Text segment ->

============================================================

Friday, July 9, 2010
Police Union Calls Loffredo "Childish," Council Defeats Police Scheduling Proposal
Loffredo, for his part, said he has no intention of leaving the PRC.
A proposal to shift police patrol officers to a new 4-2 schedule (four days on, two days off) as opposed to the current 5-2, 6-1 schedule (five day on, with two off alternating with 6 on and 1 off), was presented by Acting Police Chief Patrick McMahon. The new schedule had been negotiated with the police union and vetted by the city's Personnel Director Deborah Milardo.
According to McMahon, the new schedule would allow him to more evenly distribute police patrols across the city, avoid overstaffing and shortfalls, and allow the chief to adopt a stricter control for scheduling and sick days. He also said it would provide untold morale benefits for patrol officers who have a stressful work life, and an unpredictable at-home schedule.
"This is a way to provide them more stability," McMahon testified.
He also said that the change would have no cost effect on the city, and this is where Council members opposed to the plan disagreed vehemently with McMahon. The new schedule would effectively reduce the yearly hours of each patrol officer from 2,088 to 1952, or 17.4 days less work each year. Officers annual pay would not be reduced.
Daley and Loffredo argued that in difficult financial times it would be hard to sell a reduction in hours without a reduction in pay to the taxpaying public.

============================================================

Exercise data ->
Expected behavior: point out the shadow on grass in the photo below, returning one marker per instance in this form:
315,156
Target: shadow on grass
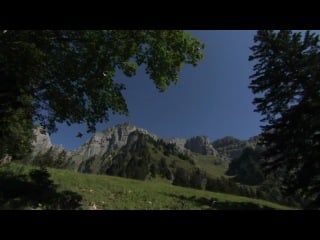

============================================================

Tasks ->
A – In the police scheduling article, take everything from "A proposal to" down to "Director Deborah Milardo." and rewrite it with "Acting Police Chief" swapped for "Interim Police Chief".
B – According to the police scheduling article, the new schedule would reduce each patrol officer's yearly hours from what number to what number?

Solved problems ->
A –
A proposal to shift police patrol officers to a new 4-2 schedule (four days on, two days off) as opposed to the current 5-2, 6-1 schedule (five day on, with two off alternating with 6 on and 1 off), was presented by Interim Police Chief Patrick McMahon. The new schedule had been negotiated with the police union and vetted by the city's Personnel Director Deborah Milardo.

B – From 2,088 to 1952.